Quoted passage below:

The U.S. Supreme Court yesterday wrapped up its arbitration docket with a decision in Viking River Cruises v. Moriana, No. 20–1573.
That was the last of five arbitration matters scheduled, argued, and decided in the 2021-2022 Court term. It’s an unprecedented amount of cases in the area closely watched by the CPR and ADR communities, even in a term which, to be sure, has been characterized by controversial cases involving emergency orders on Covid-19 vaccinations, and forthcoming decisions on immigration, gun rights, and abortion.
We were joined today by members of our recurring, occasional YouTube panel to talk about Viking River Cruises and the other cases in an attempt to sum up the substantial and substantive arbitration instruction that has emerged from the nation’s top Court over the past several weeks in the five opinions.
University of North Texas Dallas College of Law Professor of Practice and Assistant Director of Experiential Education Angela Downes and veteran Texas attorney-arbitrator Richard Faulkner provide the insight.
With six SCOTUS subjects, there’s a lot of quick references to the cases. You can find the background case histories in previews, argument analysis, and dissections of the opinions on CPR Speaks here.
And here’s a quick guide to our CPR Speaks decision analysis for each case (containing links to our historical coverage), in the chronological order of Supreme Court decisions:
- Badgerow v. Walters, No. 20-1143 (March 31), on the limits of federal court jurisdiction under the Federal Arbitration Act. (on CPR Speaks here).

End of Quoted passage.

→ **Task details**
Carry on the article on the Supreme Court's arbitration cases from the point where it stops. The entries that come next are separate material with no connection to the article on the Supreme Court's arbitration cases.

Information given below:

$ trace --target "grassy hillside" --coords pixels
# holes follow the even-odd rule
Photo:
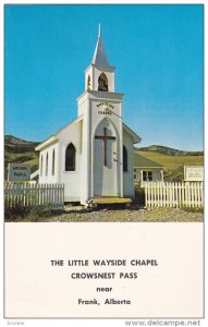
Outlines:
[[[164,168],[164,181],[182,182],[184,178],[184,166],[203,166],[204,156],[170,156],[155,152],[135,150],[135,157],[143,156],[158,162]]]
[[[9,162],[24,162],[32,166],[32,172],[38,169],[38,153],[35,152],[37,142],[28,142],[12,135],[4,137],[4,178],[8,177]],[[150,150],[147,150],[150,149]],[[154,149],[157,149],[154,150]],[[162,153],[161,153],[162,152]],[[192,154],[192,155],[188,155]],[[135,162],[139,166],[157,167],[163,166],[164,179],[167,181],[183,180],[183,167],[200,166],[204,164],[203,153],[198,152],[182,152],[168,148],[164,146],[154,145],[142,149],[135,149]],[[147,160],[146,160],[147,159]],[[147,162],[148,164],[145,164]]]
[[[4,179],[8,178],[9,162],[27,164],[32,172],[38,169],[38,153],[35,152],[37,142],[28,142],[12,135],[4,137]]]
[[[159,165],[164,166],[167,169],[176,169],[184,165],[203,165],[204,156],[170,156],[155,152],[140,152],[136,150],[135,154],[139,154]]]

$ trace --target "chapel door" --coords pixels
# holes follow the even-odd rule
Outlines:
[[[112,124],[105,119],[94,140],[94,195],[118,195],[117,136]]]

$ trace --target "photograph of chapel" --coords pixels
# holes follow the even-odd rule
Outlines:
[[[203,7],[4,14],[5,221],[203,221]]]
[[[115,66],[108,61],[99,25],[77,119],[36,147],[39,183],[64,183],[65,202],[134,198],[134,145],[140,137],[122,121],[123,94],[114,82]]]

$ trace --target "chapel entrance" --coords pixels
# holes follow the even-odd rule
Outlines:
[[[118,196],[117,144],[113,125],[102,120],[94,140],[94,196]]]

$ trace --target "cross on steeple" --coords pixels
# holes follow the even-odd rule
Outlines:
[[[95,138],[103,141],[103,158],[105,158],[105,166],[107,166],[107,142],[108,140],[115,140],[114,136],[107,135],[107,128],[103,128],[103,135],[96,135]]]

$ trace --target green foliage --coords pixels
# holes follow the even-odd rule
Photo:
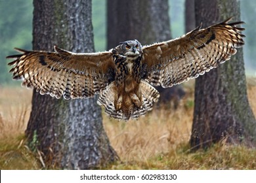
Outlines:
[[[241,19],[246,24],[242,25],[244,31],[245,44],[244,49],[244,58],[247,75],[256,76],[256,1],[242,0],[241,5]]]
[[[93,0],[93,26],[96,52],[106,48],[106,0]]]
[[[0,84],[11,81],[5,57],[13,48],[30,50],[32,41],[32,0],[0,1]]]

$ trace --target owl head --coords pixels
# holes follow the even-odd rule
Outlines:
[[[114,50],[117,54],[132,58],[138,57],[142,53],[141,44],[136,39],[121,42]]]

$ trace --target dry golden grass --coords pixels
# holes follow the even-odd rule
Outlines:
[[[256,84],[248,82],[248,97],[256,114]],[[154,108],[127,123],[103,114],[104,125],[121,161],[109,169],[255,169],[256,150],[218,144],[189,152],[193,115],[193,80],[177,110]],[[42,169],[37,155],[26,146],[24,132],[31,110],[32,90],[0,88],[0,169]]]

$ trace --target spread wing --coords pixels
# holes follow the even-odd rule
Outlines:
[[[142,75],[151,84],[171,87],[203,75],[230,58],[244,44],[244,28],[228,20],[166,42],[143,47]]]
[[[22,86],[35,88],[41,94],[65,99],[85,98],[98,93],[114,79],[111,52],[75,54],[54,47],[54,52],[26,51],[10,56],[10,72]]]

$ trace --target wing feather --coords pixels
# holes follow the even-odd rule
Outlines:
[[[9,63],[12,78],[43,95],[67,99],[89,97],[114,80],[111,51],[75,54],[56,46],[54,52],[16,50],[22,54],[7,57],[15,59]]]
[[[151,84],[171,87],[203,75],[228,60],[244,42],[231,18],[205,29],[201,25],[174,40],[145,46],[142,76]]]

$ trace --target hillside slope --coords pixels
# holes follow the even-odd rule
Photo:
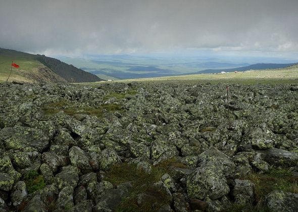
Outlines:
[[[0,81],[6,80],[11,61],[20,65],[10,81],[52,82],[92,82],[102,81],[96,75],[44,55],[0,48]]]
[[[203,71],[199,71],[194,73],[188,73],[184,75],[195,74],[210,74],[213,73],[220,73],[222,71],[225,72],[233,72],[237,71],[244,71],[250,70],[263,70],[263,69],[281,69],[283,68],[288,67],[289,66],[293,66],[296,63],[289,63],[289,64],[274,64],[274,63],[258,63],[256,64],[253,64],[250,66],[243,66],[241,67],[233,68],[231,69],[206,69]]]

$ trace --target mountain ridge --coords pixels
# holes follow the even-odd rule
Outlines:
[[[59,60],[44,55],[33,55],[13,49],[0,48],[0,57],[4,65],[0,66],[0,72],[6,73],[10,68],[10,61],[19,63],[20,69],[16,75],[31,82],[93,82],[103,81],[96,75],[67,64]],[[9,60],[8,60],[9,59]],[[31,65],[27,65],[31,63]],[[47,73],[41,72],[46,71]],[[27,71],[27,72],[26,72]],[[49,72],[52,72],[50,73]],[[39,76],[41,75],[42,76]],[[46,76],[48,79],[46,79]]]

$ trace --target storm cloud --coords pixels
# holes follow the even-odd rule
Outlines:
[[[298,52],[297,0],[0,0],[0,47],[55,54]]]

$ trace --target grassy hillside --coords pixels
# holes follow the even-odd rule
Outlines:
[[[243,84],[298,84],[298,65],[283,69],[270,70],[246,71],[243,72],[226,74],[203,74],[172,77],[140,78],[118,80],[119,82],[133,81],[147,82],[150,83],[196,84],[219,83]]]
[[[12,61],[20,68],[13,68],[10,81],[83,82],[102,80],[94,75],[54,58],[0,48],[0,82],[6,81],[9,75]]]
[[[18,56],[5,56],[0,55],[0,82],[6,81],[11,71],[12,60],[14,63],[20,66],[20,68],[16,69],[13,67],[12,75],[10,78],[10,81],[31,81],[23,74],[26,70],[29,73],[34,72],[36,69],[42,65],[39,62],[31,58],[25,57],[18,57]]]

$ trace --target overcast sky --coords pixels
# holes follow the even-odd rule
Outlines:
[[[0,0],[0,47],[48,55],[293,58],[297,10],[297,0]]]

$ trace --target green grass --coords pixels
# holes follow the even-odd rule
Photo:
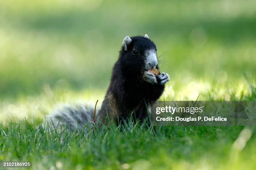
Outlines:
[[[0,1],[0,161],[255,169],[254,127],[130,125],[61,135],[40,125],[60,103],[100,106],[127,35],[156,43],[170,76],[160,100],[255,101],[256,9],[253,0]],[[238,149],[241,132],[252,135]]]

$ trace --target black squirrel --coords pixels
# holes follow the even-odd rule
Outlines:
[[[169,79],[167,73],[156,75],[148,71],[159,69],[156,50],[146,34],[125,38],[109,87],[97,114],[97,122],[106,124],[107,118],[111,118],[118,124],[132,114],[138,120],[148,118],[151,101],[160,97]],[[94,111],[93,107],[66,105],[54,110],[48,118],[54,126],[83,129],[86,124],[93,122]]]

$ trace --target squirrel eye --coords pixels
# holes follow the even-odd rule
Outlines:
[[[138,53],[138,49],[137,48],[133,48],[133,50],[132,50],[132,52],[133,54],[137,54]]]

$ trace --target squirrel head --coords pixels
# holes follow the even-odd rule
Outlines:
[[[148,36],[126,36],[123,41],[120,59],[123,65],[138,71],[158,68],[156,48]]]

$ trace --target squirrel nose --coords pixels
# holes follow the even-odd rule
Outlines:
[[[156,62],[148,62],[148,65],[152,68],[154,68],[156,67],[156,65],[157,65],[157,63]]]

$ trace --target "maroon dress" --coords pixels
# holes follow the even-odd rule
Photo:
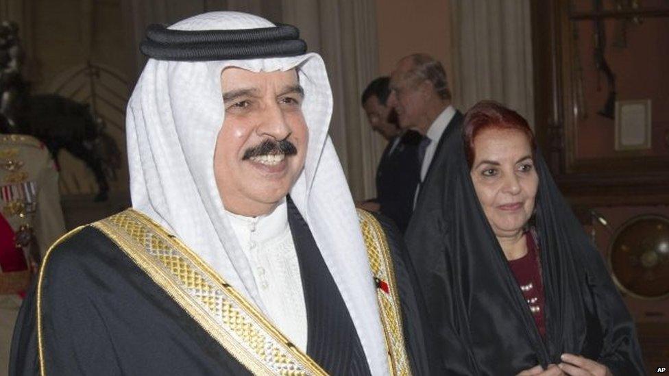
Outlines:
[[[532,233],[524,234],[527,242],[527,254],[518,259],[509,261],[515,281],[525,297],[537,329],[542,337],[546,336],[546,323],[544,316],[544,284],[542,281],[541,264],[539,261],[539,248]]]

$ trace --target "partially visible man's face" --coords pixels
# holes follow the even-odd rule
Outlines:
[[[390,140],[398,135],[399,129],[397,126],[389,121],[392,109],[381,104],[378,101],[378,97],[376,95],[369,97],[365,101],[363,108],[365,109],[367,120],[372,129],[378,132],[386,140]]]
[[[221,85],[226,115],[214,174],[223,203],[241,215],[268,214],[304,166],[308,132],[297,72],[228,68]]]
[[[413,68],[413,62],[405,58],[400,60],[390,76],[391,94],[388,105],[395,108],[400,127],[419,129],[424,117],[425,99],[420,92],[419,83],[409,73]]]

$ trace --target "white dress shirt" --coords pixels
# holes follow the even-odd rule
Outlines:
[[[423,158],[423,164],[420,166],[420,184],[416,187],[416,192],[413,195],[414,208],[416,207],[416,203],[418,201],[418,192],[420,191],[423,181],[425,180],[425,177],[428,175],[430,164],[432,163],[433,158],[435,158],[435,153],[437,152],[437,147],[439,145],[439,140],[441,139],[441,135],[443,134],[443,131],[446,130],[446,127],[454,116],[455,108],[452,105],[449,105],[448,107],[444,109],[437,116],[435,121],[432,122],[430,127],[428,128],[427,133],[425,134],[426,137],[430,138],[431,142],[425,149],[425,157]]]
[[[423,159],[423,164],[420,166],[421,181],[425,179],[425,175],[428,174],[430,164],[432,163],[432,159],[435,158],[437,146],[439,145],[439,140],[441,139],[441,135],[443,134],[443,131],[446,130],[446,126],[448,125],[454,116],[455,108],[452,105],[449,105],[439,114],[439,116],[437,116],[435,121],[432,122],[432,125],[428,128],[428,132],[425,136],[429,137],[432,142],[425,149],[425,158]]]
[[[306,307],[285,199],[266,216],[227,214],[251,265],[267,316],[306,351]]]

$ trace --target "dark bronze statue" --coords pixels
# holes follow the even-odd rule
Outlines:
[[[107,175],[115,177],[121,153],[104,122],[88,104],[58,95],[30,96],[21,67],[23,51],[14,23],[0,23],[0,132],[28,134],[43,142],[58,161],[61,149],[82,160],[95,176],[95,201],[108,198]]]
[[[595,12],[603,10],[602,0],[594,0],[594,5]],[[601,71],[607,79],[607,86],[609,88],[609,94],[607,97],[607,101],[604,103],[604,108],[597,112],[600,115],[613,118],[616,112],[616,75],[613,74],[609,63],[606,61],[604,55],[606,49],[606,32],[604,28],[604,18],[600,16],[594,18],[595,26],[595,48],[594,59],[595,66],[598,71]]]

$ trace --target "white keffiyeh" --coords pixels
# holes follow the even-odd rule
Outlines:
[[[170,29],[267,27],[264,18],[212,12]],[[264,310],[246,257],[225,213],[214,177],[214,149],[223,122],[221,73],[300,68],[309,131],[304,169],[290,192],[309,225],[343,301],[373,375],[388,373],[376,292],[353,201],[328,136],[332,92],[316,53],[215,62],[149,59],[127,108],[132,206],[160,223],[242,294]]]

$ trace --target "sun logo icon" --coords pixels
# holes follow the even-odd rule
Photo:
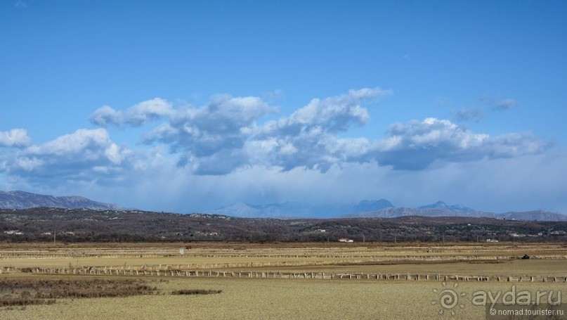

End of Information given.

→ **Result of this task**
- Morgan v. Sundance Inc., No. 21-328 (May 23), holding that a party resisting arbitration seeking to show its adversary waived its arbitration right need not prove that the adversary prejudiced the party by its actions (here).
- Southwest Airlines Co. v. Saxon, No. 21-309 (May 30), holding an airport ramp supervisor qualifies for the Federal Arbitration Act Section 1 exemption from arbitration (here).
- ZF Automotive US Inc. v. Luxshare Ltd., No. 21-401 (June 13) consolidated with AlixPartners LLP v. Fund for Protection of Investor Rights in Foreign States, No. 21-518 (June 13), holding that 28 U.S.C. § 1728 cannot be used in aiding discovery efforts for overseas arbitration tribunals (here and here).
- Viking River Cruises Inc. v. Moriana, No. 20–1573 (June 15), holding that the Federal Arbitration Act mostly preempts California’s Private Attorneys General Act of 2004 in that employees who have agreed to mandatory arbitration must arbitrate their individual PAGA claims (here).